▸ **Available data**:
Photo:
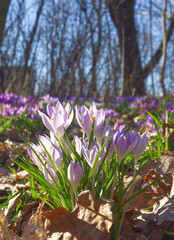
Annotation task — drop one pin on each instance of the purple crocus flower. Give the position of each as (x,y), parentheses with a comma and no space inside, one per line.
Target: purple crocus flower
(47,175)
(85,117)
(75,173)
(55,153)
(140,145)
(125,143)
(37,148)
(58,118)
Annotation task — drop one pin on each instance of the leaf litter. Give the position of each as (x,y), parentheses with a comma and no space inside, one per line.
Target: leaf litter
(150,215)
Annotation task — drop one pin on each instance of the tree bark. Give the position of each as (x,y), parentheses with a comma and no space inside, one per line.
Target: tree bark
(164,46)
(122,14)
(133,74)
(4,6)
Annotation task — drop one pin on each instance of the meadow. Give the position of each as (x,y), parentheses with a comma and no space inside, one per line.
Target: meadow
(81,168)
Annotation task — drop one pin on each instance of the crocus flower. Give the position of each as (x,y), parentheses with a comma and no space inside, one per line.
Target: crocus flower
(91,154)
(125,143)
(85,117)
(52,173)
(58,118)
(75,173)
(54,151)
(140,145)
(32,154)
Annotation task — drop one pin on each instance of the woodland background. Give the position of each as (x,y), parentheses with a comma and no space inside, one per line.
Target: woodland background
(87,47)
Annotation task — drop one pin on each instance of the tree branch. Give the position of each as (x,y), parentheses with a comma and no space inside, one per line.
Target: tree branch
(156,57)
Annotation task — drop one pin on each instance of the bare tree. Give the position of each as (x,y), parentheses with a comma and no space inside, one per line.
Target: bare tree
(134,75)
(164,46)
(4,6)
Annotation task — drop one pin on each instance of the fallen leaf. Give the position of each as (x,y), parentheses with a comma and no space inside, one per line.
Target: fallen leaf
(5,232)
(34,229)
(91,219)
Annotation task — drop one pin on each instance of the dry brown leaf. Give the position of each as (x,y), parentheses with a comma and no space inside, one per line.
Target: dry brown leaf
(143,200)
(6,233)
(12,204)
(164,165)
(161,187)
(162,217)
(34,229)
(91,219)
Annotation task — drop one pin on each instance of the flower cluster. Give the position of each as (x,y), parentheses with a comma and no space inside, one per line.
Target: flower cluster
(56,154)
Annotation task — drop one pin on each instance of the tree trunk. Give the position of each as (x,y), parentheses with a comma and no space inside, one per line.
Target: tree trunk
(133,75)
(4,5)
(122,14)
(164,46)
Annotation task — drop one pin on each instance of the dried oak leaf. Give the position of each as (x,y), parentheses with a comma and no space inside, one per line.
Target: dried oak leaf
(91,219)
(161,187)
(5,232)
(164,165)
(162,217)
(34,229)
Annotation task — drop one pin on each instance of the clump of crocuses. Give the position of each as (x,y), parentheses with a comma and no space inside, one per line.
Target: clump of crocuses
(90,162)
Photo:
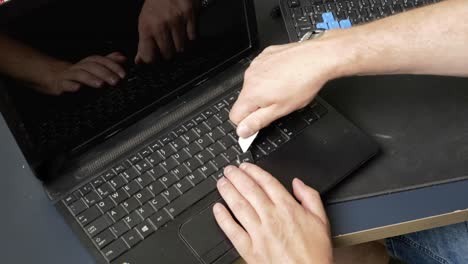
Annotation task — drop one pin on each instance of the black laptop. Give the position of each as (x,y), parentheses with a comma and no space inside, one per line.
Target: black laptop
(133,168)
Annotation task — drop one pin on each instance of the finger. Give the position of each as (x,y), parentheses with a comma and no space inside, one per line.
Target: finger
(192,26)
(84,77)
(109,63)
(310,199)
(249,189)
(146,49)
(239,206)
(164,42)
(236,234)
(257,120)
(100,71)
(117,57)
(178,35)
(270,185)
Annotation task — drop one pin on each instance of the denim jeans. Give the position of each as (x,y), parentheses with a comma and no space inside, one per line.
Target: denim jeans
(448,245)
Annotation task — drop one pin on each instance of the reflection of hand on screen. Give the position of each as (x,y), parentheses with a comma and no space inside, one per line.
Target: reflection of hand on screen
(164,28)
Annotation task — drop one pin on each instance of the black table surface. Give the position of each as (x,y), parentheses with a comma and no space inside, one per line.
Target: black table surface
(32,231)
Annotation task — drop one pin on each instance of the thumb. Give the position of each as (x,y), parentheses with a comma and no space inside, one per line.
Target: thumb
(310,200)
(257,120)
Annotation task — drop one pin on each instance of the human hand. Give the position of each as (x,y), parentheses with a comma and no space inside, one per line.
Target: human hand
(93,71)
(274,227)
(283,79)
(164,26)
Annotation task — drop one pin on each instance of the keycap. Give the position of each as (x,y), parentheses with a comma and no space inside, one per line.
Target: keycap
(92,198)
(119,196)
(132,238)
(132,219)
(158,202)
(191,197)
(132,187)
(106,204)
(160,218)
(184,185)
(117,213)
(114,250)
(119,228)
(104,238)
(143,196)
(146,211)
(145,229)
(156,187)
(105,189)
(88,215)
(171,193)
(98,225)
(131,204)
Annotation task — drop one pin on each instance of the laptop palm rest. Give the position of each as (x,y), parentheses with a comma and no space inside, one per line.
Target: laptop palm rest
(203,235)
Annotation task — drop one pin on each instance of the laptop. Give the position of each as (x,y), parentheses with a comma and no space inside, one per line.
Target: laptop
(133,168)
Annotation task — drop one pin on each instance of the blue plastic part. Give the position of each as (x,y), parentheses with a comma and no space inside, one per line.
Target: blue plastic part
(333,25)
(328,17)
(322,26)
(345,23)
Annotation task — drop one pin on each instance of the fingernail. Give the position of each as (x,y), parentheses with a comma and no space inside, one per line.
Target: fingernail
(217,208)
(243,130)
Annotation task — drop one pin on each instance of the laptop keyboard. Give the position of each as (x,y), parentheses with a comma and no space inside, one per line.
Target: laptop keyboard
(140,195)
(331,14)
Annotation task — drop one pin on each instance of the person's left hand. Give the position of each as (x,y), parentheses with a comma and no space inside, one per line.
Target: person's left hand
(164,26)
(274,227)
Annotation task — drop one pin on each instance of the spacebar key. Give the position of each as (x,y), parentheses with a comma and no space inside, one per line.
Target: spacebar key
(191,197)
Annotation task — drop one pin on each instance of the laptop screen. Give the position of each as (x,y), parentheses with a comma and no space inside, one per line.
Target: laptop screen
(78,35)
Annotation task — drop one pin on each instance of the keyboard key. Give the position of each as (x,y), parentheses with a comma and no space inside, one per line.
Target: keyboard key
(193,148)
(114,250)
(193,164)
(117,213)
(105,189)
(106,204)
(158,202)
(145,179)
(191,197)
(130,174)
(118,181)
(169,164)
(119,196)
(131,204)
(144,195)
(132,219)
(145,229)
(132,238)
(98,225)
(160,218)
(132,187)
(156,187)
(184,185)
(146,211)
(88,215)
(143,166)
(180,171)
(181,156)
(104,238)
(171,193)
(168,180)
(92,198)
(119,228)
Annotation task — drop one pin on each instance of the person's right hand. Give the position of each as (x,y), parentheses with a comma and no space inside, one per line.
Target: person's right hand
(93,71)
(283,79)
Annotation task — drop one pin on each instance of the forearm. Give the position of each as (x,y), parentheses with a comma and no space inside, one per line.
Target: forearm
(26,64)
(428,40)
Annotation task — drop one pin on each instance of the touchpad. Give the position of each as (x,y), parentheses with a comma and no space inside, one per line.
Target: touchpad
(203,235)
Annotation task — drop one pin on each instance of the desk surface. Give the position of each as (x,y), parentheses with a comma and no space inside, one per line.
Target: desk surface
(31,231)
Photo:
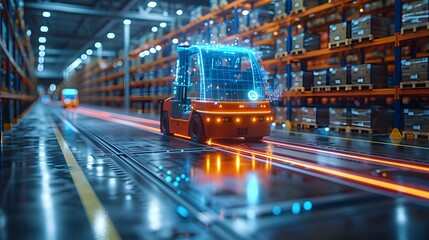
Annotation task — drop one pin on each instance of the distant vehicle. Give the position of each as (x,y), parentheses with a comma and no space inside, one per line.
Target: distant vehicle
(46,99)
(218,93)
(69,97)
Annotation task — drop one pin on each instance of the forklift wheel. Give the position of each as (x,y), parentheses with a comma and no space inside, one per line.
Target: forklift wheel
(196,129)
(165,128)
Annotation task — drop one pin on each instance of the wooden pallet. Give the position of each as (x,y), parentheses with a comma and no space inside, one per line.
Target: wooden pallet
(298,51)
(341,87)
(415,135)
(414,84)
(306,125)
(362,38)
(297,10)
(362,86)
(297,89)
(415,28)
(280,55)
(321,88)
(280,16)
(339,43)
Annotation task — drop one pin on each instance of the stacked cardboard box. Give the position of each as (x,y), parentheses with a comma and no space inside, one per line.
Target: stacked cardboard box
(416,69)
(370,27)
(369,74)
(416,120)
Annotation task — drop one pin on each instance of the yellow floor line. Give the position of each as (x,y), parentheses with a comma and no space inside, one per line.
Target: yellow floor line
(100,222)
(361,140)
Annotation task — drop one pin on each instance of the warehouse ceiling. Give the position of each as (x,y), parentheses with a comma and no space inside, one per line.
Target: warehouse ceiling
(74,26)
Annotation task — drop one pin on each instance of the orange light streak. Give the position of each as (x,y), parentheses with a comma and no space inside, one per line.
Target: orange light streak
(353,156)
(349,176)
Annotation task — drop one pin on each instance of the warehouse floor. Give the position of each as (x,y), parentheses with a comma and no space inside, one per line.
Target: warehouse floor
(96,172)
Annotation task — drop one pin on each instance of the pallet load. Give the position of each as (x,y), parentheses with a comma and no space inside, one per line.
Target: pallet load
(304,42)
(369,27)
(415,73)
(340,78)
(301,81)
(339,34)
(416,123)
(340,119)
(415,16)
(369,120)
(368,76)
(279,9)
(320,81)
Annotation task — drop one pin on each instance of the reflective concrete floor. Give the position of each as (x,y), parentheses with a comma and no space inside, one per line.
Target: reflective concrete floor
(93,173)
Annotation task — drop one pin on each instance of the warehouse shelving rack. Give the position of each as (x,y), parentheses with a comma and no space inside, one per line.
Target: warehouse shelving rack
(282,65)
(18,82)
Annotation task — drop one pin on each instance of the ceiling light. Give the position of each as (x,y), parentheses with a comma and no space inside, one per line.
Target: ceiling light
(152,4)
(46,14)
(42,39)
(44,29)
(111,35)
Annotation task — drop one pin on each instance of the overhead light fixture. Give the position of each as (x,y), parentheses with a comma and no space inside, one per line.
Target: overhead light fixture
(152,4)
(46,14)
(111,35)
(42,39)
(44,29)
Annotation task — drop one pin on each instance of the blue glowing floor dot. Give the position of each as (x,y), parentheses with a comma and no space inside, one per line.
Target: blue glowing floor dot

▸ **Task goal**: From the entries above, restate word for word the lines from the line containing "Target: thumb" to the line containing "of the keycap.", both ends included, and nothing more.

▸ **Reply**:
Target: thumb
(310,200)
(257,120)
Annotation task — drop one pin on each instance of the human hand. Give the position of each as (x,y), parentheses with a comma and no space inside, one per line.
Target: human hand
(93,71)
(274,227)
(283,79)
(164,26)
Annotation task — drop one pin on each instance of the keycap. Give the position of each as (x,y), parentheses with a comma and no space inside, one per line.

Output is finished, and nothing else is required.